Required action:
In the entries below, find the line with "Mark every instance of the blue" and the line with "Mark every instance of the scattered"; give again those lines and every line between them, exactly.
*** Opening Entries shown ***
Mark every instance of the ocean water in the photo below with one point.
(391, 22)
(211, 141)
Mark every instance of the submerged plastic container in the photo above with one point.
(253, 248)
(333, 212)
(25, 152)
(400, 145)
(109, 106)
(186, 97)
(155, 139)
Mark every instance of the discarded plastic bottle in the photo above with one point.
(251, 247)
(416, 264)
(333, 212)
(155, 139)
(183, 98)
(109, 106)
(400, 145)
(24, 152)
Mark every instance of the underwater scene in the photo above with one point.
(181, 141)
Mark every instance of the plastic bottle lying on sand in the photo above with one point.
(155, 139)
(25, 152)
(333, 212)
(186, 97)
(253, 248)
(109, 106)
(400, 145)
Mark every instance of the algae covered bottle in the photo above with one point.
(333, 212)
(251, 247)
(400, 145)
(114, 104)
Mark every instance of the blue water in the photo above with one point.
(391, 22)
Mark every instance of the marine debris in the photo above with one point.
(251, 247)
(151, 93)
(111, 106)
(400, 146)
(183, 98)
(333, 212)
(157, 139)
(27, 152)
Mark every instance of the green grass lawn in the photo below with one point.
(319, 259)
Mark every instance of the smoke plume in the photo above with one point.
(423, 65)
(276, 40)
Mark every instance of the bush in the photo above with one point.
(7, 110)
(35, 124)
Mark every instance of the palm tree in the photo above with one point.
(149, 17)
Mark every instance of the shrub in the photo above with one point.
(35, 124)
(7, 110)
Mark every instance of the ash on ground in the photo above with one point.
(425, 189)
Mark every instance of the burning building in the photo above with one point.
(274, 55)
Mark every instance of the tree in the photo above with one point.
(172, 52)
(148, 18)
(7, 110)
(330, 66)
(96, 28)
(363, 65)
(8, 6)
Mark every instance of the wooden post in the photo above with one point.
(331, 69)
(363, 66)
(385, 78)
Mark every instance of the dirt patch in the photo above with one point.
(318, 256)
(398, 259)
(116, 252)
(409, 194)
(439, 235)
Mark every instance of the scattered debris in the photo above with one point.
*** Closing Entries shown ***
*** Opening Entries shown ***
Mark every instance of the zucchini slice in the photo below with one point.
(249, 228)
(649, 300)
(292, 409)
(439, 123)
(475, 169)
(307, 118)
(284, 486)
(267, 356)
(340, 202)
*** Closing Entries shown ***
Solution to the problem:
Mark every instance of the blue water in the photo above with one point.
(391, 22)
Mark every instance of the marine debris in the photo above with one point.
(251, 247)
(151, 93)
(111, 106)
(400, 146)
(183, 98)
(333, 212)
(157, 139)
(27, 152)
Mark every instance of the green grass lawn in the photo below with one point.
(319, 259)
Mark every instance of the smoke plume in the photo above with one point.
(423, 65)
(276, 40)
Mark every instance of the bush in the photo above with one point.
(7, 110)
(35, 124)
Mark every instance of the palm tree in the photo above with one point.
(149, 17)
Mark every instance of the shrub in the photo above with one point.
(35, 124)
(7, 110)
Mark every instance of the ash on ground in the photo above with one point.
(425, 189)
Mark every instance of the burning building in the photo above with one point.
(274, 55)
Mark every instance of the tree in the photo above with one point.
(172, 52)
(148, 18)
(7, 110)
(330, 66)
(96, 28)
(363, 65)
(8, 6)
Mark every instance of the wooden post in the photo above with one point.
(331, 69)
(363, 66)
(385, 78)
Mark every instance of the dirt patch in the photo above with one point.
(318, 256)
(398, 259)
(116, 252)
(409, 194)
(439, 235)
Mark every instance of the scattered debris in the photo above with one point.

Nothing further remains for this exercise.